RECORD EXCERPTS ▸
________________________
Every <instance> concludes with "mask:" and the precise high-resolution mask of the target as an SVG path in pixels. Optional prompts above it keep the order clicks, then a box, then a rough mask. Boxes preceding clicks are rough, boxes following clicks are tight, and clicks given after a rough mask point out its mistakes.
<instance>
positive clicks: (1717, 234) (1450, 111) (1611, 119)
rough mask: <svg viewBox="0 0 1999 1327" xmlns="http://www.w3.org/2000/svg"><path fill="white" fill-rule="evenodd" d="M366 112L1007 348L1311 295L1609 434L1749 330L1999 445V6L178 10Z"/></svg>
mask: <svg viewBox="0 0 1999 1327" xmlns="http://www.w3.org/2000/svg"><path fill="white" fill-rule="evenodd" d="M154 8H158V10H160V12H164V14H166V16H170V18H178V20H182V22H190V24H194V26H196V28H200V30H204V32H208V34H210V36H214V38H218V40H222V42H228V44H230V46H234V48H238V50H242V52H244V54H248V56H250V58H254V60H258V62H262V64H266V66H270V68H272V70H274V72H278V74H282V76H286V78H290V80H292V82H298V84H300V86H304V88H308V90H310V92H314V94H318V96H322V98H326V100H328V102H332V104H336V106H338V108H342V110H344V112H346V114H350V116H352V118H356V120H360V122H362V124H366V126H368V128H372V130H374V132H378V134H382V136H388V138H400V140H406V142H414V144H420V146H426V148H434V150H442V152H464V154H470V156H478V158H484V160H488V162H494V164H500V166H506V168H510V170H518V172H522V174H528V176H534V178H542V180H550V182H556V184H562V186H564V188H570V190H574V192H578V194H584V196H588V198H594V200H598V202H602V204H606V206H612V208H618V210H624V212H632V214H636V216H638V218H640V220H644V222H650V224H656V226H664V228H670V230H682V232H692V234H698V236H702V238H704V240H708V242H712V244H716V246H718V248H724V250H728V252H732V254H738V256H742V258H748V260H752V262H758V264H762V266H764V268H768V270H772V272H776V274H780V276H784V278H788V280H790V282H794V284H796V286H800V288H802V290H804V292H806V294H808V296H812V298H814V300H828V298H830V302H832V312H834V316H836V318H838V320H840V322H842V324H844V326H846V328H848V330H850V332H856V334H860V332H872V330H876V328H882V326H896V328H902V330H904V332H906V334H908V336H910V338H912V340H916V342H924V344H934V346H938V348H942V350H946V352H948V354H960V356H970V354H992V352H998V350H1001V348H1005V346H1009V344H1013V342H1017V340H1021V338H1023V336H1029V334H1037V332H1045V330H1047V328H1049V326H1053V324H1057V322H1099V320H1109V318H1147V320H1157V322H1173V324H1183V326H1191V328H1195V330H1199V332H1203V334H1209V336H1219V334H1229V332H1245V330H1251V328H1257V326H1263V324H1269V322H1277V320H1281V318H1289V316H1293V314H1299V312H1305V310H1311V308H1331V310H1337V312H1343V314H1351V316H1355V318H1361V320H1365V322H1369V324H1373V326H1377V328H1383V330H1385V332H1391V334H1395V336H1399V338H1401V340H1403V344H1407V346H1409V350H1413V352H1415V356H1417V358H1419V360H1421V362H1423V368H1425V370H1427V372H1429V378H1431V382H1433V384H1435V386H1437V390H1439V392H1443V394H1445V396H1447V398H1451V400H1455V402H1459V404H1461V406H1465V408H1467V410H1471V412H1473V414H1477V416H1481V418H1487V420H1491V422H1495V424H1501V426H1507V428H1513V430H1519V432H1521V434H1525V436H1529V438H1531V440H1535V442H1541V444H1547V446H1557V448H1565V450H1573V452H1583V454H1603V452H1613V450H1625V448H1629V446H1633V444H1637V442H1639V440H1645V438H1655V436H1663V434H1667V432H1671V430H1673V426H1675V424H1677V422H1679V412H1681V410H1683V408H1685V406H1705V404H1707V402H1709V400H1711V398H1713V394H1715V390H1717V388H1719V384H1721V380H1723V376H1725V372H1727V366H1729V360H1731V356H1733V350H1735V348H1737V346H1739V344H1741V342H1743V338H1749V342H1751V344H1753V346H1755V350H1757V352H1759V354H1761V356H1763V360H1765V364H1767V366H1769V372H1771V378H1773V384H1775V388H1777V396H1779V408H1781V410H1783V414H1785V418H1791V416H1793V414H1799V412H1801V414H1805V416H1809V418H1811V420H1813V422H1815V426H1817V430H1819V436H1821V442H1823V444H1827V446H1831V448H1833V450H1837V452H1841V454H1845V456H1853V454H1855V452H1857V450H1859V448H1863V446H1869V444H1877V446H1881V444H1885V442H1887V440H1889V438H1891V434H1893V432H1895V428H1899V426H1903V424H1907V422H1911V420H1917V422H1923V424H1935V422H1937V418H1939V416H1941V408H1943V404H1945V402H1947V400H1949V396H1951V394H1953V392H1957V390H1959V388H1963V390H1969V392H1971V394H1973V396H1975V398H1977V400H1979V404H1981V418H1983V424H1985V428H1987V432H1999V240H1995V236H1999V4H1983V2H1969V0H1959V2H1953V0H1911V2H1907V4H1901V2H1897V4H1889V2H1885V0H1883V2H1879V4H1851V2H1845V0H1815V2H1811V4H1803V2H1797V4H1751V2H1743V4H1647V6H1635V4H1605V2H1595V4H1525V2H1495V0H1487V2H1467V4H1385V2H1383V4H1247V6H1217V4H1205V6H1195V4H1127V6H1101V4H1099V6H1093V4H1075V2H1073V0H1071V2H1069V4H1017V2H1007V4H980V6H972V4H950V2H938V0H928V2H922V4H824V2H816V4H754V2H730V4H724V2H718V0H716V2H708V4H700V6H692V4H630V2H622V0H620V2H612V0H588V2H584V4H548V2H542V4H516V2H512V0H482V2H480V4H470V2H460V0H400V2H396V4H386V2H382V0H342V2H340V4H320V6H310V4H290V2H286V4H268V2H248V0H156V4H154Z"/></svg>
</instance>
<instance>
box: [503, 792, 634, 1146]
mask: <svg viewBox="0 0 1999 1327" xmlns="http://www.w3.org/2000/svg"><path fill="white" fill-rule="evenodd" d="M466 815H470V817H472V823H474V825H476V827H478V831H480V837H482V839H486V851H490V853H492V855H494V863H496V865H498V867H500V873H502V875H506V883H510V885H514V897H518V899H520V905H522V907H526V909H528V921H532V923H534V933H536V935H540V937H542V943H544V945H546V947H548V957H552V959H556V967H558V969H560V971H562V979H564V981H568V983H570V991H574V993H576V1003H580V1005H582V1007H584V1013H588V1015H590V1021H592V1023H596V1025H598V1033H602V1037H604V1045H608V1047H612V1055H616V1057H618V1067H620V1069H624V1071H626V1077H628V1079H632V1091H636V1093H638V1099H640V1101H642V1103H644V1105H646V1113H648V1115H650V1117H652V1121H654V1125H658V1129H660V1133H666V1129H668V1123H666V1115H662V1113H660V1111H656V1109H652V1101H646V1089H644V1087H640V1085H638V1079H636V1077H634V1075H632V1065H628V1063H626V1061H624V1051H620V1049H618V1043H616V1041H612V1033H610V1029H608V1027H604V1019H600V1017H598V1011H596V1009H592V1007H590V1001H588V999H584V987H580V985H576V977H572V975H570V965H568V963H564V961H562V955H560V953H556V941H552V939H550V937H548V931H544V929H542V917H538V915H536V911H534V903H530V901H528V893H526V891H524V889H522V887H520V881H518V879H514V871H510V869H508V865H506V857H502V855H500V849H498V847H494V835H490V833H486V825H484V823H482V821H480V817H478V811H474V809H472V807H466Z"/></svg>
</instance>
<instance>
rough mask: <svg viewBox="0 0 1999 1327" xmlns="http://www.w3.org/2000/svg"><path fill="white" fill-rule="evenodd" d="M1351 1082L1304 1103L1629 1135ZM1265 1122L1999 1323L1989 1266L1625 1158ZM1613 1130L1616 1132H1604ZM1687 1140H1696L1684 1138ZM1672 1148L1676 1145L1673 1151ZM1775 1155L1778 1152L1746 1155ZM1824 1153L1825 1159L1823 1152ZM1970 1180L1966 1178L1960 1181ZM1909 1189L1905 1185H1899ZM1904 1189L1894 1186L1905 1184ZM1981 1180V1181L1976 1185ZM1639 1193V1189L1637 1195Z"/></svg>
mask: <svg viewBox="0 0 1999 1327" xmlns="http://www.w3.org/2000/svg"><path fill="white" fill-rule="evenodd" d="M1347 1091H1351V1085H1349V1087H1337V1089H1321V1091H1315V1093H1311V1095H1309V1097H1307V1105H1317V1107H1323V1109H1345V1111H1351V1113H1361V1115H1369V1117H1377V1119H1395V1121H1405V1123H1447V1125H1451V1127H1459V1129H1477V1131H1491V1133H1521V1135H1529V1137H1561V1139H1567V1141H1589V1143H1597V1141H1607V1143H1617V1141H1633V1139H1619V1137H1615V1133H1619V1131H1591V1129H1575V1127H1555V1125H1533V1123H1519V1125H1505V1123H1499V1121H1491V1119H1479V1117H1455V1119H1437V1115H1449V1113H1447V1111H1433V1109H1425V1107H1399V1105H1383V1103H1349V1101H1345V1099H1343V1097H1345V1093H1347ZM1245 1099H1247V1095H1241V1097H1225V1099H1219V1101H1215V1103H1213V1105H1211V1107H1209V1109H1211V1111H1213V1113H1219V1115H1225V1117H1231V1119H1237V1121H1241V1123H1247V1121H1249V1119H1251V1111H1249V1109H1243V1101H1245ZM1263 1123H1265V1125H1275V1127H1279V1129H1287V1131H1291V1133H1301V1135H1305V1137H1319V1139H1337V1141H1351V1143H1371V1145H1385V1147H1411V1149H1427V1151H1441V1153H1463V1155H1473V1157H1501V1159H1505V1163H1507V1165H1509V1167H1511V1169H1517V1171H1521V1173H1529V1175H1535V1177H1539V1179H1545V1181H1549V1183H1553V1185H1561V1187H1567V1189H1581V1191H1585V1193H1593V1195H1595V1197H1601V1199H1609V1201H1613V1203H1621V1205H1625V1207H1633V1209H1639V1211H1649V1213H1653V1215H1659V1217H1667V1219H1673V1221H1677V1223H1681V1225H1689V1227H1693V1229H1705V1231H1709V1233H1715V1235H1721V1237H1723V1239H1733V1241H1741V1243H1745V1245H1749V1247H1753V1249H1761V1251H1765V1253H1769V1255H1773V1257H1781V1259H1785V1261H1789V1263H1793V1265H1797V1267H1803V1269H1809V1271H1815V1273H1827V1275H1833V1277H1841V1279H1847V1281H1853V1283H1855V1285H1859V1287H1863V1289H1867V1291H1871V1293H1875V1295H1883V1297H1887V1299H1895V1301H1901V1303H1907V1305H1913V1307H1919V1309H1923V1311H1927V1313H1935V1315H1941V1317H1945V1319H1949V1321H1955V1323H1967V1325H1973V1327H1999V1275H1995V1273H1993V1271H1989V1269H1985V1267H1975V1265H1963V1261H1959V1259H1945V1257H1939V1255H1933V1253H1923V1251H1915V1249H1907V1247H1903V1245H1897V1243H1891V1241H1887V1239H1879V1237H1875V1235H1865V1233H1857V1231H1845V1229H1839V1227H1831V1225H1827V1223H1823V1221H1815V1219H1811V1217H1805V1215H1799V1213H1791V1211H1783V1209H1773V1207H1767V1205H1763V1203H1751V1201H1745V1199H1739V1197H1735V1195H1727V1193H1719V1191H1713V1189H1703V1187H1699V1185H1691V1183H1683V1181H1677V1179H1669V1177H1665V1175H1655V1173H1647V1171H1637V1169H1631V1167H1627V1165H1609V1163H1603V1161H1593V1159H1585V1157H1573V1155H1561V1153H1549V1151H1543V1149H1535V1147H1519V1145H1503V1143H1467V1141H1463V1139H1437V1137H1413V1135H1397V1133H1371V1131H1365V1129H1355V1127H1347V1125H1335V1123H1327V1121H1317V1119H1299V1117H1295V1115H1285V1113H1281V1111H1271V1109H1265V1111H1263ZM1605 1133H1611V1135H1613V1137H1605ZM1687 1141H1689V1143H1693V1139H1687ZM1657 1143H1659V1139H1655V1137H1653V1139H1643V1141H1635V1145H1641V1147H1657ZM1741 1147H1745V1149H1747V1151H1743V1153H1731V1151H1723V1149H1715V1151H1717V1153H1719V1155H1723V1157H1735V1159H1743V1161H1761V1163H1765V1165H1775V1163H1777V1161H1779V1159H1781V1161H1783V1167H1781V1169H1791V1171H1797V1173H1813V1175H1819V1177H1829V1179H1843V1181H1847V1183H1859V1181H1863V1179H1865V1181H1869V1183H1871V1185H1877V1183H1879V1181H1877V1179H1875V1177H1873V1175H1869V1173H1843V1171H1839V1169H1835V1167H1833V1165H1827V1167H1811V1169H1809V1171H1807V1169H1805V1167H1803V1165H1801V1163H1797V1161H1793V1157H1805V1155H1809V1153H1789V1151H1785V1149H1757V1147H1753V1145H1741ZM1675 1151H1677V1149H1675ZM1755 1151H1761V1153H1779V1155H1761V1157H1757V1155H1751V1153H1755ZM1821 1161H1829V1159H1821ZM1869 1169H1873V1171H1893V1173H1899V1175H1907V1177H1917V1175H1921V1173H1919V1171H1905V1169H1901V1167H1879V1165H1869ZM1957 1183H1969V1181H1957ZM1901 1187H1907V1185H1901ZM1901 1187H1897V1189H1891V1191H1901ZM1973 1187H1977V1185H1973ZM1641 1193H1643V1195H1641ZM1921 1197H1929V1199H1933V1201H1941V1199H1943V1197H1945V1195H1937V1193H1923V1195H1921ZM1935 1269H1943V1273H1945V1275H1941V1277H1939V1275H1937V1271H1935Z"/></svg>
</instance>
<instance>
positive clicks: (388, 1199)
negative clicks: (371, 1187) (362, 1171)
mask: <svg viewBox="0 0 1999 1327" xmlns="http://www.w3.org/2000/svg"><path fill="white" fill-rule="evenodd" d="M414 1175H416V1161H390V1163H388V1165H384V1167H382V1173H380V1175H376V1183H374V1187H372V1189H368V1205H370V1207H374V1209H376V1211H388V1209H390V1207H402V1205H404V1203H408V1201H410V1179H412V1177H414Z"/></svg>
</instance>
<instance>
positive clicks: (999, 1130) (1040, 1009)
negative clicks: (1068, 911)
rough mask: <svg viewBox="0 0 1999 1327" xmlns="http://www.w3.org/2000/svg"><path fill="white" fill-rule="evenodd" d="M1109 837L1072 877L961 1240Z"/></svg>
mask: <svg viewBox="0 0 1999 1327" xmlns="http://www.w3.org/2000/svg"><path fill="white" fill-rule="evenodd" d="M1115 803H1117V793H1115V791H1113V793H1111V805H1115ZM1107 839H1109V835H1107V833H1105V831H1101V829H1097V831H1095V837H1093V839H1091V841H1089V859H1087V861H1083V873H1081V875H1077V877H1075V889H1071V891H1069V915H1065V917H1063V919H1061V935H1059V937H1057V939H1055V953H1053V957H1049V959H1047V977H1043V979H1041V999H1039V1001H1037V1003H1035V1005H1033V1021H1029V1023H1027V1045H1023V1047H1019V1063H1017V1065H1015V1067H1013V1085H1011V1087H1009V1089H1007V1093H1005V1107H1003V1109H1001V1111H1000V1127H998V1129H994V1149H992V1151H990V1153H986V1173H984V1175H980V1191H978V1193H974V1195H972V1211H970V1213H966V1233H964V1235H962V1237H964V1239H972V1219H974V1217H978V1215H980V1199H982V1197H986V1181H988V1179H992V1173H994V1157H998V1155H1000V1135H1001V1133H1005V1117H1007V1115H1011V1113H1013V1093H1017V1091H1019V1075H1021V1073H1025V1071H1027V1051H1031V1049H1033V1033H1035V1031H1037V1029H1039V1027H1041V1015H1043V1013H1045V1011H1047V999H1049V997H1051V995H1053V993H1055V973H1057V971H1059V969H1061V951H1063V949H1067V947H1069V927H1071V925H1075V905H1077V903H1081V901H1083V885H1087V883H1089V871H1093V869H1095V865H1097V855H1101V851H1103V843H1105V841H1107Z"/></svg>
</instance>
________________________
EXERCISE AIM ▸ Copy out the entries above exactly as given, starting at the top and ending with the line containing "positive clicks: (1717, 234)"; include both and nothing more.

RESPONSE AREA ▸
Every <instance> concludes with "mask:" and the precise high-resolution mask of the target as an SVG path in pixels. Optional prompts above it keep the order clicks, then a box, then a rough mask. Boxes preceding clicks are rough, boxes following clicks are tight, and clicks given after a rough mask point out its mistakes.
<instance>
positive clicks: (1717, 234) (1450, 111) (1611, 119)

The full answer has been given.